__DIRECTIVE__
Extract every line of the rows below that contains the string "flag", matching case exactly.

----- EXERCISE DATA -----

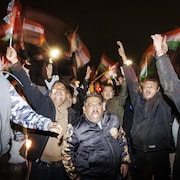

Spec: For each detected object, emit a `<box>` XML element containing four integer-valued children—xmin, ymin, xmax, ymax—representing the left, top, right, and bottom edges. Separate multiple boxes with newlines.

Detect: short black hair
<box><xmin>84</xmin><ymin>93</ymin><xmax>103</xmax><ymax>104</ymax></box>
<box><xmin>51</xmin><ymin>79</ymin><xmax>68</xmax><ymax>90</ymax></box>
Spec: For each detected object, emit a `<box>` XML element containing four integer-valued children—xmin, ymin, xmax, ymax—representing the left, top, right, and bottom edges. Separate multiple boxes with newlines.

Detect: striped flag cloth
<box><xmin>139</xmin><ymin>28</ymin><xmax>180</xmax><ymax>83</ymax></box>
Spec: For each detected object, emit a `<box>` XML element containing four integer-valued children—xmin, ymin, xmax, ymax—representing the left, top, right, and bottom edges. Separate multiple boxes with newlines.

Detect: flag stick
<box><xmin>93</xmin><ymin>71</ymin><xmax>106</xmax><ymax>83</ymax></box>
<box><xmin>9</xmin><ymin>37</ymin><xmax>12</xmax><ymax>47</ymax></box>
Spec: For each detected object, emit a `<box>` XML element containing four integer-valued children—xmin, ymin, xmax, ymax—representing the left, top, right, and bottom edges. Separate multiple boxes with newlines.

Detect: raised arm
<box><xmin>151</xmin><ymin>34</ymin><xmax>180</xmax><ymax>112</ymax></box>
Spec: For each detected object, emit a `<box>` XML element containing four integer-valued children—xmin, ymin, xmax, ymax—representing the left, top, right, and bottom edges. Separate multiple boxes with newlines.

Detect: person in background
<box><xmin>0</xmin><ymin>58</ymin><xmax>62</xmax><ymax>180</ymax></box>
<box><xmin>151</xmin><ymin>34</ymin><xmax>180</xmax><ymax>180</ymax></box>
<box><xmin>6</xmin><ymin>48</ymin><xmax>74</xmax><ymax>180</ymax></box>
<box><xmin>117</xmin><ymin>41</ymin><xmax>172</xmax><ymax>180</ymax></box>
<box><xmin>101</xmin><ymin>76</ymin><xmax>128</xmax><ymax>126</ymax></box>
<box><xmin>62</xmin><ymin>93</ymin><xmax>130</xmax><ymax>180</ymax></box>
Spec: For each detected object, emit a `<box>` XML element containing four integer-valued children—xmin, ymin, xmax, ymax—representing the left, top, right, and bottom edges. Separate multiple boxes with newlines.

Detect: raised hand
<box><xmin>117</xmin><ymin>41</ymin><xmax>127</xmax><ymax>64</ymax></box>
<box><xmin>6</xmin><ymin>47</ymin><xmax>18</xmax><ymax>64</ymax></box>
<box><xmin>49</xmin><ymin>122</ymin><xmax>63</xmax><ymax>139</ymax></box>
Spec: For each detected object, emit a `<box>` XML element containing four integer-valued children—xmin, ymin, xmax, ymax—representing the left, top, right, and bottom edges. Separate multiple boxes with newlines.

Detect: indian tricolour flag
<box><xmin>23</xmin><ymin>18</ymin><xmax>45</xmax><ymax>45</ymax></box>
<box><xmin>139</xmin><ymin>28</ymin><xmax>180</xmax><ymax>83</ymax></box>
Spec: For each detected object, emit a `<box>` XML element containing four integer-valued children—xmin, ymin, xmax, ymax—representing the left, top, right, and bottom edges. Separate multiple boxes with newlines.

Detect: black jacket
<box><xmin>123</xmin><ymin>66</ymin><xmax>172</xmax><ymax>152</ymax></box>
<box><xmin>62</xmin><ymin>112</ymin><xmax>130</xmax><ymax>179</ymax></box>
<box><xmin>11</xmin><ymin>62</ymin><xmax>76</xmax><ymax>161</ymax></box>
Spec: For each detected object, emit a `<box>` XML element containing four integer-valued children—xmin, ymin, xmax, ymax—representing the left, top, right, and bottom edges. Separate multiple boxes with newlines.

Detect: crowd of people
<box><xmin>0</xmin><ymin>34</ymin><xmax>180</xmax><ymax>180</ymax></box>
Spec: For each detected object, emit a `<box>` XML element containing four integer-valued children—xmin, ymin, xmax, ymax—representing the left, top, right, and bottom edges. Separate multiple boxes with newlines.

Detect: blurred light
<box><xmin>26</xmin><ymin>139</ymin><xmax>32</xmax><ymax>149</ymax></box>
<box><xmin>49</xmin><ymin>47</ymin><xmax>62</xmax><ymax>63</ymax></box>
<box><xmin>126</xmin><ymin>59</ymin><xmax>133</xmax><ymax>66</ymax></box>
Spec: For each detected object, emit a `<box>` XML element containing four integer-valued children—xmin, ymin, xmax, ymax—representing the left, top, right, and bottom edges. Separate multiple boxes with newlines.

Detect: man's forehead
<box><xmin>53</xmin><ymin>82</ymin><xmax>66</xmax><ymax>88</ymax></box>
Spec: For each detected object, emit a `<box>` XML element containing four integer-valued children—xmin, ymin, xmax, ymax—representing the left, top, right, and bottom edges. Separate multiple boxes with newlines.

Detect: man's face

-----

__EXPECTED ANSWER__
Detect: striped flag cloth
Detect: flag stick
Detect: indian tricolour flag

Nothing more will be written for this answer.